Work required
How many lines in the data below contain the string "shrub"? Answer with the number only.

Data
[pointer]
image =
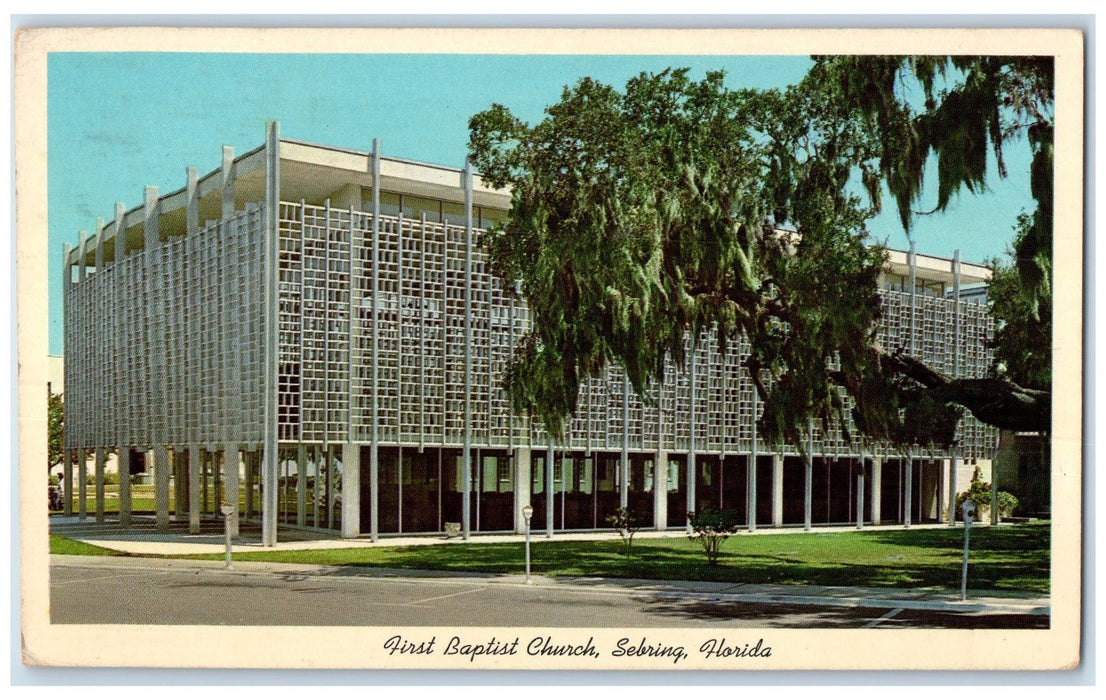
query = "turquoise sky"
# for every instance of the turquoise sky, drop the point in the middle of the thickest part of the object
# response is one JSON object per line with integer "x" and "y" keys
{"x": 118, "y": 122}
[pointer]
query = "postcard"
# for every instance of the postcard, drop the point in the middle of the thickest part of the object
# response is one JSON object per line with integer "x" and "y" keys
{"x": 533, "y": 348}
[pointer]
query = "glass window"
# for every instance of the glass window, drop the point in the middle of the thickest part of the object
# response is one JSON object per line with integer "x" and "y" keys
{"x": 389, "y": 204}
{"x": 454, "y": 212}
{"x": 490, "y": 217}
{"x": 415, "y": 207}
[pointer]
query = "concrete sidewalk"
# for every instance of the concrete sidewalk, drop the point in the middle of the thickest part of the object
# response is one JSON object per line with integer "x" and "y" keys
{"x": 142, "y": 540}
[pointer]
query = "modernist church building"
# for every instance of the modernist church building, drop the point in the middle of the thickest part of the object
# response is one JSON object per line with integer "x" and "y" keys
{"x": 317, "y": 327}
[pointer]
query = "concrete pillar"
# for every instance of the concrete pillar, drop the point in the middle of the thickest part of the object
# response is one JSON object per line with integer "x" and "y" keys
{"x": 660, "y": 490}
{"x": 230, "y": 468}
{"x": 908, "y": 491}
{"x": 859, "y": 492}
{"x": 195, "y": 467}
{"x": 351, "y": 490}
{"x": 301, "y": 484}
{"x": 523, "y": 474}
{"x": 216, "y": 470}
{"x": 249, "y": 483}
{"x": 162, "y": 487}
{"x": 951, "y": 498}
{"x": 776, "y": 490}
{"x": 66, "y": 482}
{"x": 549, "y": 488}
{"x": 124, "y": 486}
{"x": 271, "y": 343}
{"x": 877, "y": 489}
{"x": 82, "y": 487}
{"x": 179, "y": 484}
{"x": 100, "y": 483}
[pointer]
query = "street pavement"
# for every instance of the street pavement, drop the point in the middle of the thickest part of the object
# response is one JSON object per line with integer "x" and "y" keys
{"x": 136, "y": 589}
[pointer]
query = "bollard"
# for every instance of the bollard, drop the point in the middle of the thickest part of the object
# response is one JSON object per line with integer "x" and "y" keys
{"x": 969, "y": 512}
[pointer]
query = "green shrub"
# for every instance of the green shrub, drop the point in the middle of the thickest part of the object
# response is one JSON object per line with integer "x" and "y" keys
{"x": 627, "y": 524}
{"x": 980, "y": 491}
{"x": 711, "y": 529}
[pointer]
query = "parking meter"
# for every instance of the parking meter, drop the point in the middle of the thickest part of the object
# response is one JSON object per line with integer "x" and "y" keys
{"x": 969, "y": 512}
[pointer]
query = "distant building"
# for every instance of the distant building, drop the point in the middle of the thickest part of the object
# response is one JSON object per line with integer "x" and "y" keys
{"x": 326, "y": 317}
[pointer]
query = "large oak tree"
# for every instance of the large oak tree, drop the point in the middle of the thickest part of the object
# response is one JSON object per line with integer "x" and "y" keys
{"x": 678, "y": 207}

Task answer
2